— SOURCE EXCERPT —
◇ ◇ ◇ ◇ ◇ ◇ ◇

Back in the summer I was lucky enough to finagle my boss into letting me take Dmitry Nedospasov (@nedos)’s hardware hacking training. In it I cut my teeth on using an FPGA to interface with target hardware. After implementing a UART we implemented a module that could parse part of Apple’s OneWire, used to negotiate power exchange, among other things, with your iPhone over the lightning cable. Our ‘final project’ was to build a UART-controllable glitcher, using it to try to glitch a development board.
While we got it working, it was with a bit of hand-holding from Dmitry, including setting up the scope, the power supply etc. In an effort to concretize the knowledge, I decided when I got home that I wanted to do it again on my own.
If you haven’t noticed, hobbyist FPGAs have flooded the market. In 2015 Lattice’s iCE40 series FPGA had its bitstream format reverse engineered, spawning an explosion of open source tooling for synthesizing, place and route, and simulation. Altera’s (Intel’s) and Xilinx’s bit stream format have not been reverse engineered, and so you are stuck using their tools if you decide to develop on those boards. I’ve played around with a few boards, and the iCEBreaker is my recent favourite. The people on their Discord are super helpful, the toolchain is excellent, and the board itself is great for the price.
Porting it over wasn’t too much work, the only real difference was that the FPGA we used in training was a Digilent Arty, which has a 100MHz clock, while the iCEBreaker’s has a 12MHz. This requires we change anything that’s counting cycles to account for the 8.33x slower clock, and we lose some granularity in anything we want to count (since each clock cycle has a longer duration). This is also an opportunity to generalize some of the code to not make as many assumptions about the FPGA it’s running on. Because I was rusty, I chose to try to ‘blindly’ re-write some of the modules, instead of using the code Dmitry has on his github.
I can’t really give a better background to this than Dmitry does in his blog post about it. In short, when the target board boots up the bootROM reads the flash, and depending on the value it reads from address 0x2FC, and the state of a few pins, it determines whether the UART goes to a sort of shell, and whether you can use this shell to read out the flash. This is intended so that you can develop your firmware and debug in the bootloader, but then flash a version that sets this value when your firmware is production ready, hopefully preventing the end user from dumping it from the flash. The vulnerability here is that it’s a 4 byte value, and only a specific value (0x12345678) will lock the bootloader in the expected way. That means that if any of the 32 bits read here are read incorrectly, the bootROM will consider the device unlocked. This is opposed to, for example, requiring a specific value to unlock the bootloader, and having the other 4 billion values lock it.

◇ ◇ ◇ ◇ ◇ ◇ ◇

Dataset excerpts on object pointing
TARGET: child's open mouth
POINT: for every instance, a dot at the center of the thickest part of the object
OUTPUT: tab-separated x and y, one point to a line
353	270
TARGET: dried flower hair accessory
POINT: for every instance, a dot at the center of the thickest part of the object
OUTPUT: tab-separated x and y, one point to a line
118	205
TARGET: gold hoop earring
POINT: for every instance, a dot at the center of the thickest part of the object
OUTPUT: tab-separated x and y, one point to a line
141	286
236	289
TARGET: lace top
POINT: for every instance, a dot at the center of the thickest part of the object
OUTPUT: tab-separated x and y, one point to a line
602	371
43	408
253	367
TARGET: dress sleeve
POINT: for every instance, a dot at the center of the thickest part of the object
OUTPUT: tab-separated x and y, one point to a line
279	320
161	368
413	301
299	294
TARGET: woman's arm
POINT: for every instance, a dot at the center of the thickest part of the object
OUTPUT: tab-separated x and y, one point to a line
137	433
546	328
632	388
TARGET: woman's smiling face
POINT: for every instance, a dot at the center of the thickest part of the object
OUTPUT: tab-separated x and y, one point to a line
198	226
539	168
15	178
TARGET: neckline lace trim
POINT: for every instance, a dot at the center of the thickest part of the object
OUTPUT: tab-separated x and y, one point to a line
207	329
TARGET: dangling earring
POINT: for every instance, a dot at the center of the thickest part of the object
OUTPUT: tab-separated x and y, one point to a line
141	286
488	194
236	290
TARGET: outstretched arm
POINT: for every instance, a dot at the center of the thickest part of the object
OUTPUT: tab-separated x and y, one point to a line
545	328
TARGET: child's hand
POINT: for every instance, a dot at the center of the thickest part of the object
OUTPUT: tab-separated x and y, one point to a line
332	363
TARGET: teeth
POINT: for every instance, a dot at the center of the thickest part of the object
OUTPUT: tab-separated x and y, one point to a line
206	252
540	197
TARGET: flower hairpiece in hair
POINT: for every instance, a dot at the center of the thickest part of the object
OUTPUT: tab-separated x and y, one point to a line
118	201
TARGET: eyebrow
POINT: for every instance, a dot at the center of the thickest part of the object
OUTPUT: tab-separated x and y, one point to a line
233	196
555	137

◇ ◇ ◇ ◇ ◇ ◇ ◇

Using the FPGA glitching post, decide whether each statement agrees with it, answering yes or no and quoting the deciding words: 1. The iCEBreaker's clock runs at 12MHz. 2. The bitstream formats of Altera and Xilinx have been reverse engineered. 3. Only the value 0x12345678 locks the bootloader in the expected way.

— TASK RESULT —
1. Yes: "while the iCEBreaker’s has a 12MHz."
2. No: "Altera’s (Intel’s) and Xilinx’s bit stream format have not been reverse engineered"
3. Yes: "only a specific value (0x12345678) will lock the bootloader in the expected way."